A run of records:
• • • • • • •
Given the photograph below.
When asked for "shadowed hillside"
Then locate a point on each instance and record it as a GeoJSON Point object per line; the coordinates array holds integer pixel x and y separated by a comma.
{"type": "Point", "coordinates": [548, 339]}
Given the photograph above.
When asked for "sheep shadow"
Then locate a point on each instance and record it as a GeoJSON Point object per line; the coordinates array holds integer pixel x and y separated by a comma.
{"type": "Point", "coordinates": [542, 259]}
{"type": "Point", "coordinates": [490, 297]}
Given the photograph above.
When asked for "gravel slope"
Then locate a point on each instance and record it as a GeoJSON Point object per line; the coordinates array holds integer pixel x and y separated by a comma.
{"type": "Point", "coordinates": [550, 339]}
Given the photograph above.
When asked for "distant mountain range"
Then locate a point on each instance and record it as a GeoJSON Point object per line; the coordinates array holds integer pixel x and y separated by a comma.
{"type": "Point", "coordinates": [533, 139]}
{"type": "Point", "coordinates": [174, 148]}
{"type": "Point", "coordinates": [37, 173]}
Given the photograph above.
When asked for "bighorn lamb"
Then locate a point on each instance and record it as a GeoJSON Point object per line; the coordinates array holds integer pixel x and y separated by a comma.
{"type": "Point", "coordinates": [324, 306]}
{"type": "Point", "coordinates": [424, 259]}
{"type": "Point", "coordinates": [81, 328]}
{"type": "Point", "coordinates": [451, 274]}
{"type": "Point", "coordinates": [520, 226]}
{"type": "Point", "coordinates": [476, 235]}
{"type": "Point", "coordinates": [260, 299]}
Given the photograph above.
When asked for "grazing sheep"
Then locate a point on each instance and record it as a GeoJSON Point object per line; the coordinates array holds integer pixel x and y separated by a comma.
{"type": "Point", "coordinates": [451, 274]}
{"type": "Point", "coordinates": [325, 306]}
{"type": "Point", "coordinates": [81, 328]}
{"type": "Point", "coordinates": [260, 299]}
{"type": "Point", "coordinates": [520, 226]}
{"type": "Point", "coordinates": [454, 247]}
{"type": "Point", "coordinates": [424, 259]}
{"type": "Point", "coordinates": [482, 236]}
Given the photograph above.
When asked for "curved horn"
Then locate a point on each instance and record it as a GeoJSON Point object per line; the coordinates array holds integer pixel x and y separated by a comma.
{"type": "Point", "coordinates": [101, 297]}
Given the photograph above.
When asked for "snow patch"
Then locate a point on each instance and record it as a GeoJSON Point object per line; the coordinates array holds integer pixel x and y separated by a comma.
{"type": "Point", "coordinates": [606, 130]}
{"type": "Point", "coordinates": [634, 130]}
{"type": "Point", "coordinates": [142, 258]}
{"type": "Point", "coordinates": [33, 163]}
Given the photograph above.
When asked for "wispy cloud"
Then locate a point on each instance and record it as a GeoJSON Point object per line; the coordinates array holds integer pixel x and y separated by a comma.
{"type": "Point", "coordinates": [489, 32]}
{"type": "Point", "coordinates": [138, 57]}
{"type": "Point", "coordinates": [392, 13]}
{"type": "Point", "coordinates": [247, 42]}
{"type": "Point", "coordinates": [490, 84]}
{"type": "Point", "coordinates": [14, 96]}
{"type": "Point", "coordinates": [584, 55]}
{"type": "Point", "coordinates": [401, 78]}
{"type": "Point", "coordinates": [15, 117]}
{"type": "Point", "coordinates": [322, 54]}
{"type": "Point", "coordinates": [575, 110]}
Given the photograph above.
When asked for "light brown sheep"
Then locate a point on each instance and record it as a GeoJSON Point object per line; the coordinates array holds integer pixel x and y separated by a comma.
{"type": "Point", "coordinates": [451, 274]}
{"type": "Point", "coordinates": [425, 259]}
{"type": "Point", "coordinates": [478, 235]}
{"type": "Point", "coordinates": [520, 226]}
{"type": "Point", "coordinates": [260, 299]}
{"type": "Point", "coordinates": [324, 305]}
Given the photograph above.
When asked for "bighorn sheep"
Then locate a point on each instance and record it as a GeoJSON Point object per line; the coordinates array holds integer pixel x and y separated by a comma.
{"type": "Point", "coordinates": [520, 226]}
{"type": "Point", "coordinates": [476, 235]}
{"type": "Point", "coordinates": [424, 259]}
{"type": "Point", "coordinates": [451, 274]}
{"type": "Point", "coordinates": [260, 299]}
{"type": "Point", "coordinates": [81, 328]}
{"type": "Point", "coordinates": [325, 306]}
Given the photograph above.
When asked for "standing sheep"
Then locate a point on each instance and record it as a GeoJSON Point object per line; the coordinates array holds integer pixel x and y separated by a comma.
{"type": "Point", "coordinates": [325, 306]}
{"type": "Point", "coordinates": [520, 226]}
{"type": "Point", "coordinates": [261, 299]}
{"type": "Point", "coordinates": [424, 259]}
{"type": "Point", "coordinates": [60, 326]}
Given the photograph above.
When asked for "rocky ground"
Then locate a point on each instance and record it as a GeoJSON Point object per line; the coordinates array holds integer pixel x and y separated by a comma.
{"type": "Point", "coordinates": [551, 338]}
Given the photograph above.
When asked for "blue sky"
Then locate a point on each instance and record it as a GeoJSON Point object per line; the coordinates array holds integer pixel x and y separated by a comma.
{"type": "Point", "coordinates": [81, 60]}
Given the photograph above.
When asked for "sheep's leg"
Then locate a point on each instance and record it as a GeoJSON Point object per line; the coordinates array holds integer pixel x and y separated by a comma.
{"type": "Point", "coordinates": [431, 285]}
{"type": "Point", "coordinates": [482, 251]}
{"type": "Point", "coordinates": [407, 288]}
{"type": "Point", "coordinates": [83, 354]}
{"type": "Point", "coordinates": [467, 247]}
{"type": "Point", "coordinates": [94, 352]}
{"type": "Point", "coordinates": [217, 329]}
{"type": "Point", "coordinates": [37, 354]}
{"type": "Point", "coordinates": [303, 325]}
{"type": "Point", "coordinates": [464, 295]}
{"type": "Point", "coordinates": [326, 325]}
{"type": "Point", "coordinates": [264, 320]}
• • • • • • •
* **Problem to work on**:
Return the material exactly as it stands.

* **Correct answer**:
Given the photograph below.
When asked for "shadowed hillside"
Then locate a point on each instance and record it as a GeoJSON Point object per line; the coordinates array holds integer pixel x and y separated by a comma.
{"type": "Point", "coordinates": [548, 339]}
Given the photograph above.
When asked for "sheep shadow"
Then locate a point on each instance and record it as a GeoJSON Point object per line; the coordinates array holds integer pixel x and y separated by a comma.
{"type": "Point", "coordinates": [542, 259]}
{"type": "Point", "coordinates": [490, 297]}
Given the photograph above.
When asked for "gravel slope"
Then locate a point on each instance and record it as a GeoJSON Point object per line; the coordinates array holds integer pixel x and y separated by a comma.
{"type": "Point", "coordinates": [550, 339]}
Given the photograph above.
When asked for "distant mountain range"
Then locate a point on each instance and record it as a GeoJSON Point object per line; the coordinates array holds integer pixel x and y separated by a comma.
{"type": "Point", "coordinates": [533, 139]}
{"type": "Point", "coordinates": [174, 148]}
{"type": "Point", "coordinates": [37, 173]}
Given the photograph above.
When asked for "bighorn lamb"
Then locate a point on each instance and record it as a GeoJSON Point object per line; the coordinates array holds integer pixel x and y separated by a comma.
{"type": "Point", "coordinates": [324, 306]}
{"type": "Point", "coordinates": [424, 259]}
{"type": "Point", "coordinates": [81, 328]}
{"type": "Point", "coordinates": [451, 274]}
{"type": "Point", "coordinates": [520, 226]}
{"type": "Point", "coordinates": [476, 235]}
{"type": "Point", "coordinates": [260, 299]}
Given the photograph above.
When asked for "grazing sheep"
Then locate a point on each instance and record it as a GeoJSON Point object per line; the coordinates array holds integer pixel x and y separated by a comma.
{"type": "Point", "coordinates": [451, 274]}
{"type": "Point", "coordinates": [325, 306]}
{"type": "Point", "coordinates": [81, 328]}
{"type": "Point", "coordinates": [260, 299]}
{"type": "Point", "coordinates": [520, 226]}
{"type": "Point", "coordinates": [454, 247]}
{"type": "Point", "coordinates": [424, 259]}
{"type": "Point", "coordinates": [482, 236]}
Given the photograph above.
When asked for "curved horn"
Then locate a point on each instance and record it as a GeoJSON Point object per line; the coordinates array holds integer pixel x and y separated by a comma.
{"type": "Point", "coordinates": [101, 297]}
Given the photograph above.
When asked for "snow patch"
Then locate a point on each instance and record it as a GeoJSON Point object per line; the coordinates array holds integer pixel x and y separated by a comma.
{"type": "Point", "coordinates": [606, 130]}
{"type": "Point", "coordinates": [634, 130]}
{"type": "Point", "coordinates": [142, 258]}
{"type": "Point", "coordinates": [33, 163]}
Given the photograph above.
When asked for "wispy cloud"
Then locate a point on each instance and record it as a GeoJSON Point object per line; the coordinates array holds integer pixel x and y separated by a comma.
{"type": "Point", "coordinates": [489, 32]}
{"type": "Point", "coordinates": [138, 57]}
{"type": "Point", "coordinates": [392, 13]}
{"type": "Point", "coordinates": [247, 42]}
{"type": "Point", "coordinates": [490, 84]}
{"type": "Point", "coordinates": [14, 96]}
{"type": "Point", "coordinates": [584, 55]}
{"type": "Point", "coordinates": [401, 78]}
{"type": "Point", "coordinates": [15, 117]}
{"type": "Point", "coordinates": [322, 54]}
{"type": "Point", "coordinates": [575, 110]}
Given the photograph above.
When asked for "light brown sheep"
Then locate a point on each instance and record it as a GeoJSON Point object per line; the coordinates array holds integer pixel x and y separated by a comma.
{"type": "Point", "coordinates": [451, 274]}
{"type": "Point", "coordinates": [425, 259]}
{"type": "Point", "coordinates": [478, 235]}
{"type": "Point", "coordinates": [520, 226]}
{"type": "Point", "coordinates": [260, 299]}
{"type": "Point", "coordinates": [324, 305]}
Given the photograph above.
When asked for "bighorn sheep"
Then locate a point on each instance and record it as a GeoJSON Point object per line; the coordinates array holds integer pixel x and y separated by a comma.
{"type": "Point", "coordinates": [520, 226]}
{"type": "Point", "coordinates": [476, 235]}
{"type": "Point", "coordinates": [424, 259]}
{"type": "Point", "coordinates": [451, 274]}
{"type": "Point", "coordinates": [260, 299]}
{"type": "Point", "coordinates": [81, 328]}
{"type": "Point", "coordinates": [325, 306]}
Given the photograph above.
When asked for "standing sheep"
Then locate a point on each instance and record it as a GeoJSON Point object per line; the coordinates array holds integer pixel x and y separated by a comma.
{"type": "Point", "coordinates": [325, 306]}
{"type": "Point", "coordinates": [520, 226]}
{"type": "Point", "coordinates": [261, 299]}
{"type": "Point", "coordinates": [424, 259]}
{"type": "Point", "coordinates": [60, 326]}
Given the photograph above.
When asked for "rocky ground"
Then locate a point on each instance and record it as a GeoJSON Point object per line; the coordinates array holds integer pixel x and y separated by a comma.
{"type": "Point", "coordinates": [551, 338]}
Given the photograph above.
When asked for "blue sky"
Then locate a point on each instance and record it as a GeoJSON Point object per line; the coordinates array holds integer pixel x and y separated by a comma.
{"type": "Point", "coordinates": [81, 60]}
Given the photograph above.
When asked for "sheep's leg"
Then locate a point on each instance and record it as a GeoJSON Point object per line; the coordinates array holds integer pixel x and y separated by a comma.
{"type": "Point", "coordinates": [431, 285]}
{"type": "Point", "coordinates": [482, 251]}
{"type": "Point", "coordinates": [407, 288]}
{"type": "Point", "coordinates": [83, 354]}
{"type": "Point", "coordinates": [467, 247]}
{"type": "Point", "coordinates": [94, 352]}
{"type": "Point", "coordinates": [217, 329]}
{"type": "Point", "coordinates": [37, 354]}
{"type": "Point", "coordinates": [303, 325]}
{"type": "Point", "coordinates": [464, 295]}
{"type": "Point", "coordinates": [326, 325]}
{"type": "Point", "coordinates": [264, 320]}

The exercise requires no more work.